▶ **Aim of the task**
Leave the pictures out, and repeat exactly every line from the one with "Target: red car" through the end of the data below.

▶ **Stored dataset items**
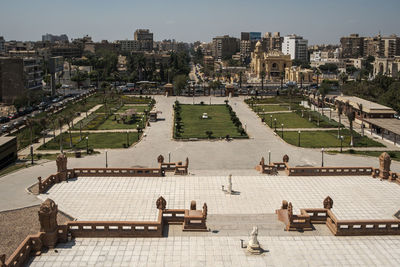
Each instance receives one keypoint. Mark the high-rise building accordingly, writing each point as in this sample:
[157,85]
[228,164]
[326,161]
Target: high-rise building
[19,75]
[55,38]
[224,47]
[296,47]
[145,39]
[352,46]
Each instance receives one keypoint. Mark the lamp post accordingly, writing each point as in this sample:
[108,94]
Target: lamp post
[322,157]
[106,160]
[269,157]
[299,137]
[32,154]
[341,143]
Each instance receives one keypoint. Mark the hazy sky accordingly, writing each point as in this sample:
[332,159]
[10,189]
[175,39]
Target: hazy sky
[319,21]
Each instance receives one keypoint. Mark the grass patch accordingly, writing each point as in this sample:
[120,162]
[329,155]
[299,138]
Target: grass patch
[219,122]
[12,168]
[319,139]
[139,109]
[289,120]
[270,108]
[96,140]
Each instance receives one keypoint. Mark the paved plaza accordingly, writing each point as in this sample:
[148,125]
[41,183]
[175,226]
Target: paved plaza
[128,198]
[225,251]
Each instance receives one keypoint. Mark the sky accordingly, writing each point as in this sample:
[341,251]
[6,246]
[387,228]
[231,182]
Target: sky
[321,22]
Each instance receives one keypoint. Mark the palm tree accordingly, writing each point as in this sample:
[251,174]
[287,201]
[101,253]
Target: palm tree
[262,75]
[60,122]
[318,73]
[350,116]
[301,79]
[360,107]
[43,125]
[282,76]
[240,79]
[339,110]
[30,123]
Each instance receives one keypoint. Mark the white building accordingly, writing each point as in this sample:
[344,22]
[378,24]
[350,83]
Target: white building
[296,47]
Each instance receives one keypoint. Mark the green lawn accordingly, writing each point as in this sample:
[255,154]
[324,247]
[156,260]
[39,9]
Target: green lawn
[394,155]
[95,140]
[289,120]
[139,109]
[111,124]
[271,108]
[219,122]
[319,139]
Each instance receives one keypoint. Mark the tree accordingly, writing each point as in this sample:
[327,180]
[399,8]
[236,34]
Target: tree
[360,107]
[43,125]
[301,79]
[282,76]
[262,75]
[350,116]
[209,134]
[180,82]
[339,106]
[240,79]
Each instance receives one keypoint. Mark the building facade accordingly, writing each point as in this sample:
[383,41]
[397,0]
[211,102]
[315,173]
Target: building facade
[272,63]
[145,39]
[224,47]
[18,76]
[296,47]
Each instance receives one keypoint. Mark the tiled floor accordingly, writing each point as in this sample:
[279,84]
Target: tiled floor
[225,251]
[117,198]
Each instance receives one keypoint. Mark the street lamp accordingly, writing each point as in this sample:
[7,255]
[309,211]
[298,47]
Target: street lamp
[269,157]
[299,137]
[106,160]
[322,157]
[341,143]
[32,154]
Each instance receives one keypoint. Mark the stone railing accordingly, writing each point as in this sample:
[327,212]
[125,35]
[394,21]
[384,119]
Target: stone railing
[328,171]
[116,228]
[32,243]
[117,172]
[337,227]
[173,216]
[52,233]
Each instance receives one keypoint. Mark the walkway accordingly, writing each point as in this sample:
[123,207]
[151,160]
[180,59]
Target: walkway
[222,157]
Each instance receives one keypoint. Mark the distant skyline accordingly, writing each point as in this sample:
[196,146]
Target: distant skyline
[321,22]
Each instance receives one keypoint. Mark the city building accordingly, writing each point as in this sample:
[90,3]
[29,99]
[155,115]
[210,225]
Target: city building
[273,41]
[63,38]
[387,66]
[129,45]
[352,46]
[145,39]
[296,47]
[224,47]
[298,75]
[272,63]
[18,76]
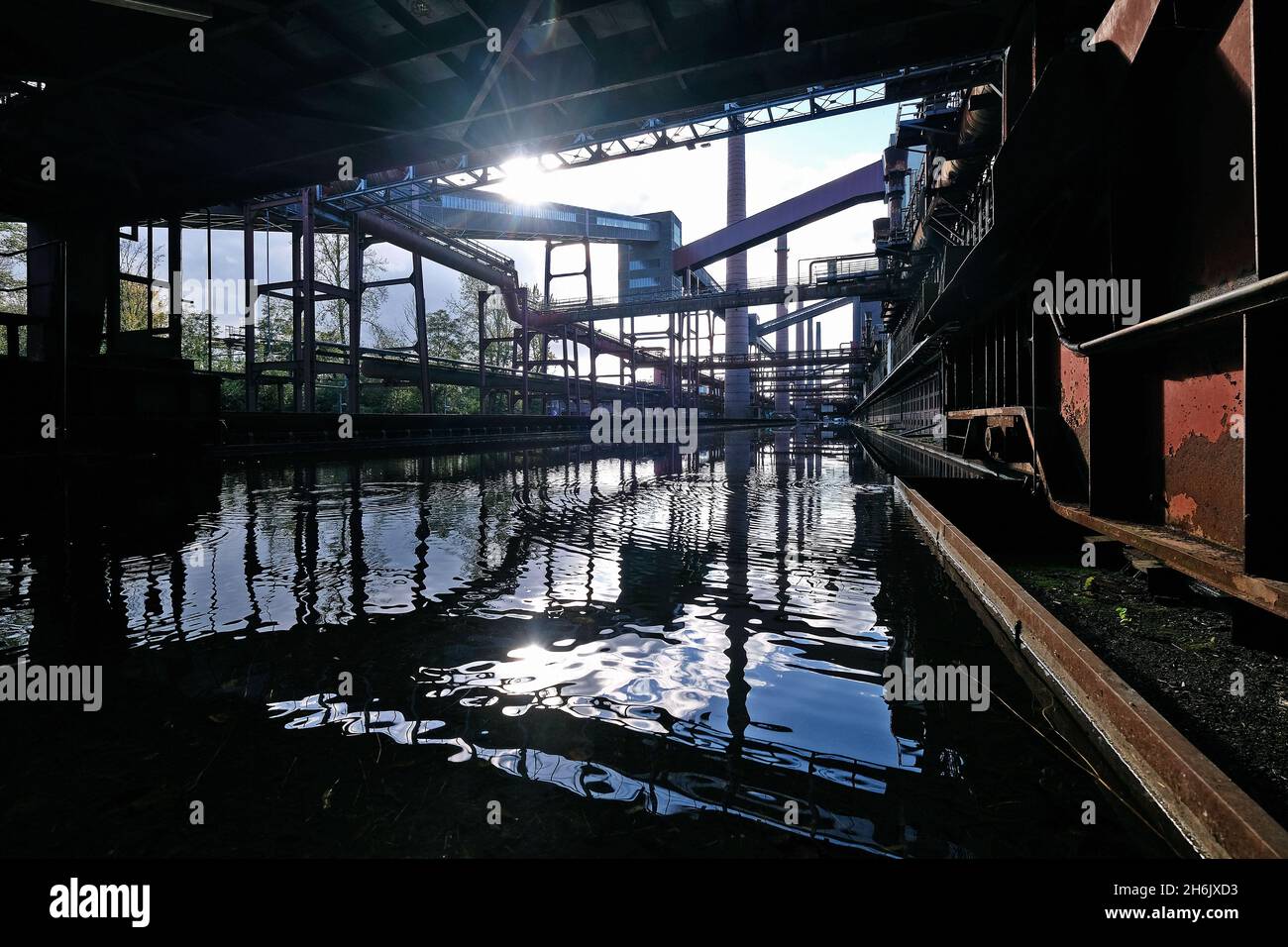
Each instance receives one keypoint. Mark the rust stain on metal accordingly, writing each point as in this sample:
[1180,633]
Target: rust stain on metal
[1202,464]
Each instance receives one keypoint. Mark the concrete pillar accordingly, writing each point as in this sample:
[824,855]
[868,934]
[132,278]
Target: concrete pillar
[782,399]
[737,380]
[799,369]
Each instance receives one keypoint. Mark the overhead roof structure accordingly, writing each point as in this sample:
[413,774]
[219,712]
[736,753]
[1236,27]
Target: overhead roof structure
[138,121]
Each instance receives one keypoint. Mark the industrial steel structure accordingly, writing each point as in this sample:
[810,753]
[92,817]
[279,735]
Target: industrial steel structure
[1005,172]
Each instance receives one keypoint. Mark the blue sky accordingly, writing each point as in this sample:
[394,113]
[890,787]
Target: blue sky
[781,162]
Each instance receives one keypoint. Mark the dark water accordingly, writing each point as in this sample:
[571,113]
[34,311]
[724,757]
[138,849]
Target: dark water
[614,654]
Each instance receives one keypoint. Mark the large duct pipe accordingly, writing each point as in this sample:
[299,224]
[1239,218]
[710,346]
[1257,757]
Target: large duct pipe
[393,232]
[737,380]
[782,398]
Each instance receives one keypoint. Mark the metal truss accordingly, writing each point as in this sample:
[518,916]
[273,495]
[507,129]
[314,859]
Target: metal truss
[421,182]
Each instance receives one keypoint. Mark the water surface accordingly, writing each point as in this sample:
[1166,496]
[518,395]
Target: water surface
[610,652]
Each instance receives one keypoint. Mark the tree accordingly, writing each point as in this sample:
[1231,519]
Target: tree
[331,265]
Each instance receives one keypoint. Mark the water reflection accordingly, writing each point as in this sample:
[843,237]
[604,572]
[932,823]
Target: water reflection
[696,634]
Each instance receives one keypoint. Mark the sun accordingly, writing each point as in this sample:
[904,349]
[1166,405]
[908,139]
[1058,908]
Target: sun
[526,180]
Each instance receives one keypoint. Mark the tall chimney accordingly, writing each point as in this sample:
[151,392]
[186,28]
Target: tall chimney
[782,399]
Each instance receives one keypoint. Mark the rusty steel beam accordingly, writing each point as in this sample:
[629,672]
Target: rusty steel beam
[1218,817]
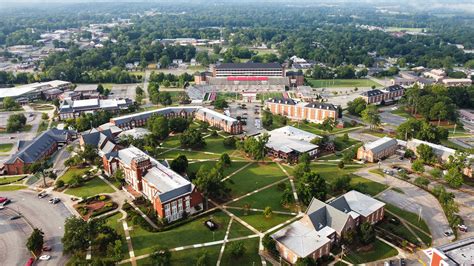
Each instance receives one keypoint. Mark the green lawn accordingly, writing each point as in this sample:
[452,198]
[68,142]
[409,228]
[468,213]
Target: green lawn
[189,154]
[113,222]
[73,171]
[269,197]
[259,222]
[341,83]
[250,257]
[408,216]
[12,187]
[191,233]
[6,147]
[254,177]
[90,188]
[194,167]
[380,251]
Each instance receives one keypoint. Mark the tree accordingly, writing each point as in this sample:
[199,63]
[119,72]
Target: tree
[192,138]
[356,106]
[16,122]
[371,116]
[425,153]
[454,178]
[236,249]
[267,212]
[9,104]
[158,126]
[418,166]
[220,104]
[40,169]
[35,242]
[179,164]
[311,185]
[225,160]
[160,257]
[230,142]
[76,235]
[367,233]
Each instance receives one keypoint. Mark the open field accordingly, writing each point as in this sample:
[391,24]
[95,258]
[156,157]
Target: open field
[341,83]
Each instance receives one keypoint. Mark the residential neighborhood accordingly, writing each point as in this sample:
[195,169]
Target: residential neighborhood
[237,133]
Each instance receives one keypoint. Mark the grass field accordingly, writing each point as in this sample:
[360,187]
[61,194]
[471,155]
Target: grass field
[258,221]
[191,233]
[254,177]
[270,197]
[6,147]
[408,216]
[341,83]
[90,188]
[380,251]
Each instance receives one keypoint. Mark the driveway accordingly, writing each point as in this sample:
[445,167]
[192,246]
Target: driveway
[413,199]
[41,214]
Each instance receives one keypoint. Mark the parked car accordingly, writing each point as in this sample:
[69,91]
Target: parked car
[462,228]
[403,262]
[54,200]
[15,217]
[30,262]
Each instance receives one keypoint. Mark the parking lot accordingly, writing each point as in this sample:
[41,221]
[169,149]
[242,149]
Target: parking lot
[35,213]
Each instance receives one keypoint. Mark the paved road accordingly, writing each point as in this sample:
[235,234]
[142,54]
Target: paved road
[41,214]
[412,200]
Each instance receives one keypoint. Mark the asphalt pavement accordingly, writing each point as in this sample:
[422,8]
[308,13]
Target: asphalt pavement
[38,213]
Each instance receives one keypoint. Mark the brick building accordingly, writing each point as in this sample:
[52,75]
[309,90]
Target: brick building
[39,148]
[313,112]
[214,118]
[324,224]
[389,94]
[171,194]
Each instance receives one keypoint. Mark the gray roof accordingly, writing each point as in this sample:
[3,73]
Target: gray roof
[36,149]
[380,144]
[357,202]
[322,215]
[249,65]
[372,93]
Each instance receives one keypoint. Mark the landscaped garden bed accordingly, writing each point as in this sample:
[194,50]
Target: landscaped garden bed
[95,206]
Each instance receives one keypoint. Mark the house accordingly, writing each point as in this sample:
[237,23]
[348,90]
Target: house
[289,143]
[314,112]
[389,94]
[377,150]
[442,153]
[214,118]
[323,224]
[460,252]
[37,149]
[171,194]
[74,108]
[103,141]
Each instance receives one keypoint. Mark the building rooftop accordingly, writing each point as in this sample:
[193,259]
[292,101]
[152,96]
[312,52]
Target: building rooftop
[288,139]
[380,144]
[301,239]
[249,65]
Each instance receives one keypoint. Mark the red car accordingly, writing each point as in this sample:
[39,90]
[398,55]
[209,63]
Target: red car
[30,262]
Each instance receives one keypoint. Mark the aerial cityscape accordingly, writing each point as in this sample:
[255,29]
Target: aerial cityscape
[226,132]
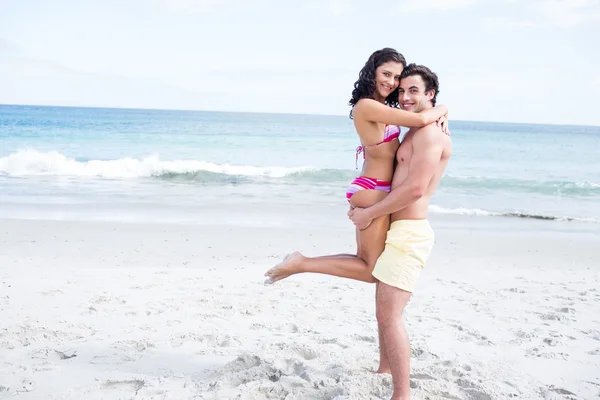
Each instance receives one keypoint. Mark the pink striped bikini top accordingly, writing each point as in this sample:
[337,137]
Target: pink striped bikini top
[390,133]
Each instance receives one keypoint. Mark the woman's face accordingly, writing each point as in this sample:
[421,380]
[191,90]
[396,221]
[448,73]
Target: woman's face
[387,79]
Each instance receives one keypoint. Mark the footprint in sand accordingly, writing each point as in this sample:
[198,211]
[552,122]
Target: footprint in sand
[131,385]
[26,386]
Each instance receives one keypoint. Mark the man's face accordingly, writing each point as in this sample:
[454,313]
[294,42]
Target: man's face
[412,96]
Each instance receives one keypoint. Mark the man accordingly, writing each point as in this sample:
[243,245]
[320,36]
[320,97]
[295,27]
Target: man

▶ **Expected answer**
Target: red car
[30,262]
Each instance receives one keypoint. Mark the aerial cityscape accordingly, writing each point as in this sample:
[255,29]
Target: aerial cityscape
[226,132]
Each instance receives one keypoint. Mark the pink striped bikini top accordingly, writing each point as in this sample:
[337,137]
Target: pink striped bikini top
[390,133]
Each instance receives one keypoint. Mark the woman's face accordingly, writing each point as in this sample:
[421,380]
[191,90]
[396,221]
[448,73]
Target: woman's face
[387,79]
Each instance receives one keypoint. Mark the footprint in sand accordingly, writing each point as in this sample:
[198,211]
[552,122]
Target: footprint in sand
[131,385]
[26,386]
Each instance receives one keypoint. Mark the man's face accordingly, writing each point as in this sample:
[454,313]
[294,42]
Target: man's face
[412,96]
Each instance receives one keypoint. Mark the man accordingly, writing each point as in this sample:
[243,245]
[320,36]
[320,97]
[295,27]
Target: man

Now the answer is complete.